--- BEGIN Article ---
Condition for resolution of two point sources of light

[songoku]

Homework Statement

Please see below

Relevant Equations

##\theta=1.22 \frac{\lambda}{b}##

The formula is ##\theta=1.22 \frac{\lambda}{b}## where b is the diameter of circular aperture

I thought it would be ##\theta \geq 0.61 \frac{\lambda}{r}## since diameter = 2 x radius but the answer is (D)

Do we just consider ##r \approx b## since maybe it is small or am I missing something else?

Thanks

 

[SammyS]

Homework Statement: Please see below
Relevant Equations: ##\theta=1.22 \frac{\lambda}{b}##

View attachment 342834

The formula is ##\theta=1.22 \frac{\lambda}{b}## where b is the diameter of circular aperture

I thought it would be ##\theta \geq 0.61 \frac{\lambda}{r}## since diameter = 2 x radius but the answer is (D)

Do we just consider ##r \approx b## since maybe it is small or am I missing something else?

Thanks

I agree with you.

The Rayleigh Criterion says that when two distant lights sources (wavelength, ##\lambda\,##) are viewed through a circular aperture of diameter, ##D##, they may be resolved provided that there angular separation, ##\theta## (in radians) is such that

##\displaystyle \quad \quad \theta \ge 1.22 \dfrac{\lambda}{D} \ .##

Since ##D=2r## , I agree that the correct answer is C) .

 

[songoku]

Thank you very much SammyS
--- END Article ---
--- BEGIN Dataset excerpts ---
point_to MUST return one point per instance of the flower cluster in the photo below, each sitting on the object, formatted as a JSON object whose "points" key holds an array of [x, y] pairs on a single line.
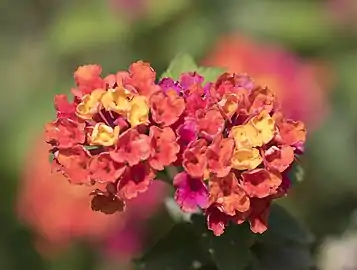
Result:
{"points": [[233, 145]]}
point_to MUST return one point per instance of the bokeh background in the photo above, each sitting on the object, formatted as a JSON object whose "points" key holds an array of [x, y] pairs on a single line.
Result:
{"points": [[306, 50]]}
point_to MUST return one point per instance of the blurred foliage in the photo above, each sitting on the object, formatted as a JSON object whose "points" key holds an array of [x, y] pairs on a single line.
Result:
{"points": [[42, 43]]}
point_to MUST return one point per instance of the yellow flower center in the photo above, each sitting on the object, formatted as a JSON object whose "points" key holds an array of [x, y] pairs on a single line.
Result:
{"points": [[245, 136], [90, 104], [246, 159], [139, 111], [265, 125], [104, 135], [117, 100]]}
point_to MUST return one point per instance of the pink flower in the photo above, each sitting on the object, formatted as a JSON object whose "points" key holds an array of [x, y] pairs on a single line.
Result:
{"points": [[295, 82], [191, 192]]}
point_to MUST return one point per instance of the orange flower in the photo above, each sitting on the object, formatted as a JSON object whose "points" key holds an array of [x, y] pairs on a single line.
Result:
{"points": [[291, 132], [279, 158], [260, 183], [261, 99], [228, 194], [164, 147], [194, 158], [166, 108], [210, 123], [219, 155], [229, 136], [135, 180], [64, 133], [74, 164], [132, 147], [296, 85], [258, 218], [103, 169], [246, 159], [104, 135]]}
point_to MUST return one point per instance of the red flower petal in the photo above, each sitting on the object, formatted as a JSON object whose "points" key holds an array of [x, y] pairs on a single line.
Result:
{"points": [[216, 220], [164, 147], [132, 147], [219, 155], [258, 218], [210, 123], [191, 193], [64, 133], [142, 78], [135, 180], [73, 163], [103, 169], [166, 108], [227, 193], [194, 158], [261, 183], [279, 158]]}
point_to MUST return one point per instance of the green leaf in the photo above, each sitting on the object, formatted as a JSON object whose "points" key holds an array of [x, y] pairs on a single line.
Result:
{"points": [[210, 73], [286, 242], [285, 228], [180, 64], [179, 249], [296, 174], [278, 257], [230, 251]]}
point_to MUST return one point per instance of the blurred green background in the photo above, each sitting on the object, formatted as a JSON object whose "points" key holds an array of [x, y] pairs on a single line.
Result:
{"points": [[306, 48]]}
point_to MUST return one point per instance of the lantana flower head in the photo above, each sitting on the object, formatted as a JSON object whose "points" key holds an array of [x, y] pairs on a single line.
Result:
{"points": [[229, 139]]}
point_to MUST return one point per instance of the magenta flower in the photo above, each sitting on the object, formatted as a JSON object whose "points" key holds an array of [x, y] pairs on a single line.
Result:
{"points": [[191, 193]]}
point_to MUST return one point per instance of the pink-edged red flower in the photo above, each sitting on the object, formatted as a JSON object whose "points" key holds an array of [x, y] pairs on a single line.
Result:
{"points": [[59, 213], [230, 137], [191, 193], [164, 147]]}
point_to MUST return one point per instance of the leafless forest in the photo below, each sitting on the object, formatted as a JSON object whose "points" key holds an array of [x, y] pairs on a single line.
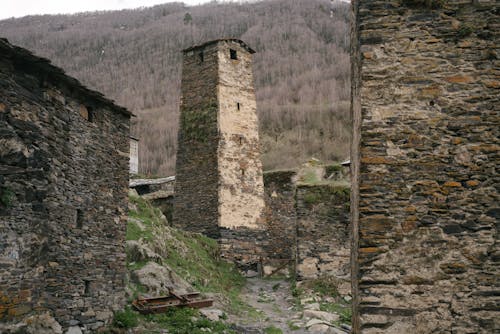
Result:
{"points": [[301, 69]]}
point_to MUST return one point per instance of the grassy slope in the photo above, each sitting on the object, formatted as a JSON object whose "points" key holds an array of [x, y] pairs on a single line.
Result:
{"points": [[194, 258]]}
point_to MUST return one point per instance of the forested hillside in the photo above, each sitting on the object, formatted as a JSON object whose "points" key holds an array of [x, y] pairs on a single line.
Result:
{"points": [[133, 56]]}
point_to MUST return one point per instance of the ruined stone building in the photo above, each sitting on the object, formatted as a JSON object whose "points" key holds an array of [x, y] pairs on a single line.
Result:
{"points": [[219, 187], [134, 155], [425, 154], [64, 163]]}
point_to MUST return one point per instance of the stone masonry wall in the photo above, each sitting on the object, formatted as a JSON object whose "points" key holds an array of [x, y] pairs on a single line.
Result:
{"points": [[323, 240], [425, 200], [219, 182], [241, 187], [63, 183], [196, 203]]}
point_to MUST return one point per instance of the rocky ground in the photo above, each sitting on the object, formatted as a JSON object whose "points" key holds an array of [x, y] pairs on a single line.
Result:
{"points": [[282, 312]]}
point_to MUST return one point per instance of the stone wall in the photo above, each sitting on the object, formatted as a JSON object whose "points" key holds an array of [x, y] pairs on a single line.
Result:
{"points": [[196, 203], [280, 214], [323, 240], [219, 182], [63, 182], [241, 187], [425, 201]]}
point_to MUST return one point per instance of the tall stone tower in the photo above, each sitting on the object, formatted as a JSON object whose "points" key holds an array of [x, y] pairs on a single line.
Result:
{"points": [[219, 183]]}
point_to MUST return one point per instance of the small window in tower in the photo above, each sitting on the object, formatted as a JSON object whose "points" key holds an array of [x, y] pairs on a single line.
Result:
{"points": [[90, 111], [233, 54], [79, 218], [86, 288]]}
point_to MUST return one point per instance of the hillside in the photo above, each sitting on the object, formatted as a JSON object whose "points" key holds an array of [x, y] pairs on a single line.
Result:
{"points": [[301, 68], [161, 259]]}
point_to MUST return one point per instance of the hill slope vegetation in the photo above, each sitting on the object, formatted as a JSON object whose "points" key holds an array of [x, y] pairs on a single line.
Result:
{"points": [[133, 56]]}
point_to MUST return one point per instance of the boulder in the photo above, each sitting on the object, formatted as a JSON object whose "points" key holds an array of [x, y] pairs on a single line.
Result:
{"points": [[212, 314], [158, 279], [326, 316]]}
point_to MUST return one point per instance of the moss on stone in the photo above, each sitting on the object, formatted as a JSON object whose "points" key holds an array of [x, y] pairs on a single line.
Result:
{"points": [[6, 196], [434, 4]]}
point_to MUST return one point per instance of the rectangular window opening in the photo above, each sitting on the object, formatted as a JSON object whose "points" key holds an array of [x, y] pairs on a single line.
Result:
{"points": [[86, 290], [90, 117], [79, 218], [233, 54]]}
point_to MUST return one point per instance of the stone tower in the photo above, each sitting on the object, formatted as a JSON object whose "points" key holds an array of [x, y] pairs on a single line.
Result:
{"points": [[219, 182], [424, 202]]}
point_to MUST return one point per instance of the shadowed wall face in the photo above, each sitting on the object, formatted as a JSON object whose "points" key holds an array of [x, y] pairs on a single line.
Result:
{"points": [[425, 198], [219, 186], [63, 182]]}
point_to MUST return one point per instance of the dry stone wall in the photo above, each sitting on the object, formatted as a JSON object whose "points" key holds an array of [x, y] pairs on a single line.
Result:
{"points": [[281, 222], [64, 154], [323, 240], [196, 204], [425, 201], [219, 189]]}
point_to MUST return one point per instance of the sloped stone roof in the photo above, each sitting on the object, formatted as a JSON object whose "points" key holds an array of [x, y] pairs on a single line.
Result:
{"points": [[25, 61]]}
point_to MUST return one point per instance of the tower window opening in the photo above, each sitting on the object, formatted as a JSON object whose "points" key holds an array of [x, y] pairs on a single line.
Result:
{"points": [[90, 116], [79, 218], [233, 54], [86, 289]]}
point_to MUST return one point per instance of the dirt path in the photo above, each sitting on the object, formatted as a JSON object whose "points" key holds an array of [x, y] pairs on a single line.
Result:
{"points": [[276, 309], [273, 300]]}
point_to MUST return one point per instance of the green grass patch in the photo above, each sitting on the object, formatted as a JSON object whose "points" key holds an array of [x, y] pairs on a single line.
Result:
{"points": [[324, 286], [272, 330], [127, 318], [187, 321], [192, 256], [343, 310], [292, 326]]}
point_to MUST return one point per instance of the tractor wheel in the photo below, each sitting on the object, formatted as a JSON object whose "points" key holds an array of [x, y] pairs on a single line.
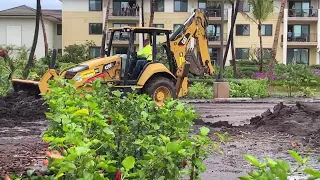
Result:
{"points": [[160, 88]]}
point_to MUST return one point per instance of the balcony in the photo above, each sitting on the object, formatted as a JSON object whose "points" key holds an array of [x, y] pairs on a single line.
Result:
{"points": [[303, 14], [122, 39], [126, 14], [215, 39], [214, 14], [301, 40]]}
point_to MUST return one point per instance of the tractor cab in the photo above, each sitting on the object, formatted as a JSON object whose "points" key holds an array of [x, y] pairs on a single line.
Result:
{"points": [[130, 73]]}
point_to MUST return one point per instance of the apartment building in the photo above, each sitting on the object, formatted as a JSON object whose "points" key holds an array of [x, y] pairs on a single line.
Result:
{"points": [[84, 20]]}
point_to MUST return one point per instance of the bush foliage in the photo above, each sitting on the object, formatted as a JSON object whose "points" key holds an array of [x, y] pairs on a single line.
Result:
{"points": [[103, 135]]}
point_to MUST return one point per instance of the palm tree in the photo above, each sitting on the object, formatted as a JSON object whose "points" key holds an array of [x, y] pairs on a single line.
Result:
{"points": [[261, 11], [46, 48], [34, 44], [104, 36], [275, 41]]}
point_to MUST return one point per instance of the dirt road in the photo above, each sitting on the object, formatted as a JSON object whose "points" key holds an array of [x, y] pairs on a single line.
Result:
{"points": [[21, 126]]}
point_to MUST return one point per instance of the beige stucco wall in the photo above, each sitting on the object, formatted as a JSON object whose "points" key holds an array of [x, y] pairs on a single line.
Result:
{"points": [[76, 27]]}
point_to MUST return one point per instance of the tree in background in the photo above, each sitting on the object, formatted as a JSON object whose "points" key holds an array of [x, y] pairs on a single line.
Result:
{"points": [[275, 41], [104, 36], [46, 48], [34, 44], [261, 11]]}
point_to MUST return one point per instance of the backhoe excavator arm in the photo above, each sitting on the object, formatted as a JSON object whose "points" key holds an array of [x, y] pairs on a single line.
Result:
{"points": [[193, 27]]}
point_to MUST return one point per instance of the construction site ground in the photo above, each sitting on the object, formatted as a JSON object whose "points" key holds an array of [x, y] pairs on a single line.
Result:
{"points": [[286, 126]]}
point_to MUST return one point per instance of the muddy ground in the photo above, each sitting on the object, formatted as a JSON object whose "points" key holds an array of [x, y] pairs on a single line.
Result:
{"points": [[271, 135]]}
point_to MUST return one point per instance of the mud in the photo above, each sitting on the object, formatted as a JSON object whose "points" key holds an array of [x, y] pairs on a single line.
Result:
{"points": [[22, 120], [268, 134]]}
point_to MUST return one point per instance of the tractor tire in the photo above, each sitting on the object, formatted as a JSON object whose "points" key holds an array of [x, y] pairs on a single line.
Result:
{"points": [[160, 88]]}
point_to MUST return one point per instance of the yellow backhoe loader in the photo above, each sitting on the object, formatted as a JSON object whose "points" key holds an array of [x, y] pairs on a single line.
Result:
{"points": [[155, 79]]}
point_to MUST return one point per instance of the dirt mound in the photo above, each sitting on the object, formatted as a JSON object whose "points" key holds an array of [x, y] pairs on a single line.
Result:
{"points": [[18, 107], [303, 119]]}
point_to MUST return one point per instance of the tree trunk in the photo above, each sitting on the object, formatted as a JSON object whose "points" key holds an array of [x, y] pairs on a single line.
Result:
{"points": [[104, 35], [151, 17], [233, 21], [275, 42], [46, 48], [234, 64], [261, 49], [34, 44]]}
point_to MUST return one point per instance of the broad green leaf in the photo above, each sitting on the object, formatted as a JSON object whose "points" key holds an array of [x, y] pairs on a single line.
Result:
{"points": [[82, 112], [59, 175], [312, 172], [245, 178], [30, 172], [173, 147], [296, 156], [204, 131], [252, 160], [128, 162]]}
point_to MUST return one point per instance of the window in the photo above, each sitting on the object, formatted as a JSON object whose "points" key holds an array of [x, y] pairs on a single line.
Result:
{"points": [[158, 25], [176, 27], [244, 7], [267, 52], [95, 5], [59, 29], [202, 4], [298, 56], [95, 28], [159, 5], [266, 30], [243, 30], [242, 53], [124, 35], [181, 5], [95, 51]]}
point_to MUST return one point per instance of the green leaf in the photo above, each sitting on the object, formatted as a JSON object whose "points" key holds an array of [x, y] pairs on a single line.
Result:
{"points": [[30, 172], [204, 131], [173, 147], [245, 178], [296, 156], [81, 112], [312, 172], [128, 162], [252, 160]]}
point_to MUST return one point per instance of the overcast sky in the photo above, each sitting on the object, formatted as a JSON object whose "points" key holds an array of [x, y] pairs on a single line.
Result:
{"points": [[45, 4]]}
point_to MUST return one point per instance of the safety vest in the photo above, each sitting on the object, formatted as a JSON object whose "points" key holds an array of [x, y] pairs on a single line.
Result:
{"points": [[146, 52]]}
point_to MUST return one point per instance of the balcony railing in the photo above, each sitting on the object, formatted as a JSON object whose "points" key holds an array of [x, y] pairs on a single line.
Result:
{"points": [[121, 37], [301, 38], [303, 12], [213, 12], [216, 38], [129, 12]]}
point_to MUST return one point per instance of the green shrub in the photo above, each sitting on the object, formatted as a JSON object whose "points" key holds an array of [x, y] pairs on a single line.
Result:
{"points": [[279, 169], [100, 134], [249, 88], [200, 90]]}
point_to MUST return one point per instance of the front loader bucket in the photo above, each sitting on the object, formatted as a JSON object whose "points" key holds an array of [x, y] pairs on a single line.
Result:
{"points": [[31, 87]]}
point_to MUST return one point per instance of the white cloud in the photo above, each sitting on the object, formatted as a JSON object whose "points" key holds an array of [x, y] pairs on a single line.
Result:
{"points": [[46, 4]]}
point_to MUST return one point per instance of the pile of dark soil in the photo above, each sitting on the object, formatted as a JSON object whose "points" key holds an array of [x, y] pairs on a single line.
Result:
{"points": [[302, 119], [18, 107]]}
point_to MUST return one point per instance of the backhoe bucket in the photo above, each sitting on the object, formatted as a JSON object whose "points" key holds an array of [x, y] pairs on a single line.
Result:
{"points": [[31, 87], [195, 64]]}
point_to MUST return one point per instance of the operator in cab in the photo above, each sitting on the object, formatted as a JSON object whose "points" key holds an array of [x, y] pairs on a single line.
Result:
{"points": [[144, 56]]}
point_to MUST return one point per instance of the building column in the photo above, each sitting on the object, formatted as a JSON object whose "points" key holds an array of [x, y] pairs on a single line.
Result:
{"points": [[285, 36], [229, 55], [318, 40]]}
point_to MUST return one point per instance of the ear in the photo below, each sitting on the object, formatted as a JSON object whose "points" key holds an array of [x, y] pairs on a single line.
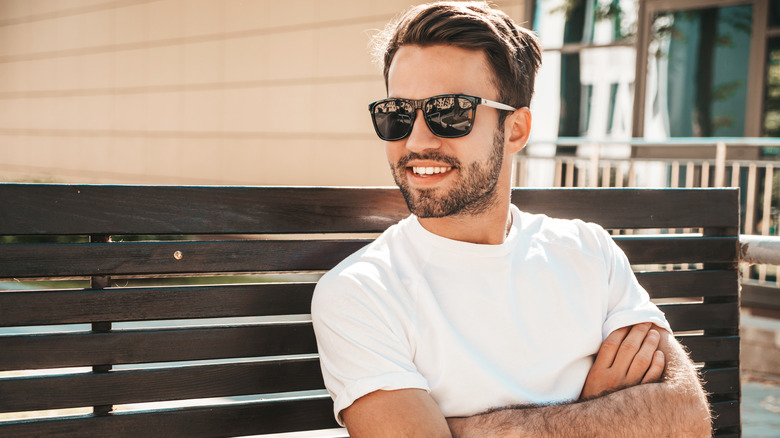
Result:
{"points": [[517, 128]]}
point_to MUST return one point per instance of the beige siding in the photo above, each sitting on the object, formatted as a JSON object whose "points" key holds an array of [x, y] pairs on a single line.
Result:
{"points": [[258, 92]]}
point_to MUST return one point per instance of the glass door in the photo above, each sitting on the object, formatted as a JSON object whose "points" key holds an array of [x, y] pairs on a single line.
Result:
{"points": [[700, 75]]}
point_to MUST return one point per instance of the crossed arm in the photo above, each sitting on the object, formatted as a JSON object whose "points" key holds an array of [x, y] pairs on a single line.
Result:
{"points": [[622, 397]]}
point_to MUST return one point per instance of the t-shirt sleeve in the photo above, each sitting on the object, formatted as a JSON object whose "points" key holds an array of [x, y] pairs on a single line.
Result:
{"points": [[363, 345], [628, 302]]}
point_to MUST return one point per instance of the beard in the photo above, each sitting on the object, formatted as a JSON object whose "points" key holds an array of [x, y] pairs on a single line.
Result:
{"points": [[473, 192]]}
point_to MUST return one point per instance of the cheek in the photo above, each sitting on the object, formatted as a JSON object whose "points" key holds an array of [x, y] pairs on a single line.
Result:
{"points": [[393, 151]]}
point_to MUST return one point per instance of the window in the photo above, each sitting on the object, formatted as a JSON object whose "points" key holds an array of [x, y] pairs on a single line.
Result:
{"points": [[616, 69]]}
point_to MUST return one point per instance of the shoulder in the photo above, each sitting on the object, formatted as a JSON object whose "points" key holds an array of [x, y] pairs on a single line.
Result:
{"points": [[366, 277]]}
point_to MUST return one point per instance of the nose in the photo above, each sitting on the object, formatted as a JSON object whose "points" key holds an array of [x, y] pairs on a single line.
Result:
{"points": [[421, 138]]}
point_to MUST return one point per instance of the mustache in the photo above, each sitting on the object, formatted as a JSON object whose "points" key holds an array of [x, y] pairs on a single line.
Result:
{"points": [[433, 156]]}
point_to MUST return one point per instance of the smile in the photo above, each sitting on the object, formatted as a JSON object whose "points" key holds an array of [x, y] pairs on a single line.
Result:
{"points": [[430, 170]]}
--- END Dataset excerpts ---
What to do
Please reproduce the part of the thread on resolving two point sources of light between "View attachment 342834" and "agree with you.", inclusive. The records have nothing to do with what comes next.

Written answer
View attachment 342834

The formula is ##\theta=1.22 \frac{\lambda}{b}## where b is the diameter of circular aperture

I thought it would be ##\theta \geq 0.61 \frac{\lambda}{r}## since diameter = 2 x radius but the answer is (D)

Do we just consider ##r \approx b## since maybe it is small or am I missing something else?

Thanks

I agree with you.